Format the stretch from the start of the material through the line that contains "69), (112, 73)]" as a Markdown table with the columns Row and Line, one numbered row per line with blank lines and pictures left out.

** BEGIN **

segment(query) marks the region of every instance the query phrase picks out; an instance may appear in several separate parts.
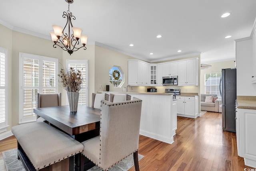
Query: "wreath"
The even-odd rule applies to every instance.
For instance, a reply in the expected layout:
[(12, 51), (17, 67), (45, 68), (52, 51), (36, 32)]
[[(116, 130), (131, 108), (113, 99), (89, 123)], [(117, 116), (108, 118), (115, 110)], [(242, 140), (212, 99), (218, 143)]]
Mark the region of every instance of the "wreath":
[(112, 75), (115, 80), (118, 80), (120, 78), (120, 72), (118, 70), (115, 69), (112, 73)]

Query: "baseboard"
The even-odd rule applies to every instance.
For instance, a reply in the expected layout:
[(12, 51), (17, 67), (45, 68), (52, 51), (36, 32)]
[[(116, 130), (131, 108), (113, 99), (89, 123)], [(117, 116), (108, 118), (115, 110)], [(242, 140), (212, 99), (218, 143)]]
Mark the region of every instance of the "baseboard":
[(150, 138), (153, 138), (157, 140), (160, 141), (170, 144), (172, 144), (174, 142), (173, 137), (170, 138), (164, 137), (160, 135), (152, 134), (152, 132), (140, 130), (140, 134)]
[(190, 115), (187, 115), (185, 114), (177, 114), (177, 116), (179, 116), (186, 117), (186, 118), (192, 118), (193, 119), (195, 119), (196, 118), (197, 118), (197, 117), (198, 116), (198, 114), (197, 114), (195, 116), (190, 116)]
[(0, 140), (4, 140), (9, 137), (13, 136), (13, 134), (11, 131), (7, 131), (3, 134), (0, 134)]
[(256, 161), (255, 161), (255, 160), (251, 160), (250, 159), (246, 159), (245, 158), (244, 158), (244, 165), (245, 165), (246, 166), (249, 166), (250, 167), (254, 167), (254, 168), (256, 168)]

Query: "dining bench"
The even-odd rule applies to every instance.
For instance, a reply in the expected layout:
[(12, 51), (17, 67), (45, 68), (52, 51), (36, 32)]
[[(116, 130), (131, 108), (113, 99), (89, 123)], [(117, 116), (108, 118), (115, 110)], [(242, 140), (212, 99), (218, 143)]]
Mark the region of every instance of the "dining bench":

** END **

Result below:
| Row | Line |
|---|---|
| 1 | segment(query) marks the region of every instance the query phrase picks out; an instance may appear in several separate parts. |
| 2 | Query: "wreath" |
| 3 | The even-odd rule applies to every instance. |
| 4 | For instance, a reply in the expected layout: |
| 5 | [(12, 51), (17, 67), (45, 68), (52, 51), (36, 32)] |
| 6 | [[(116, 130), (131, 108), (113, 99), (89, 123)], [(117, 116), (108, 118), (115, 110)], [(242, 140), (212, 99), (218, 143)]] |
| 7 | Mark the region of every instance of the "wreath": |
| 8 | [(112, 75), (115, 80), (118, 80), (120, 78), (120, 72), (118, 70), (115, 69), (112, 73)] |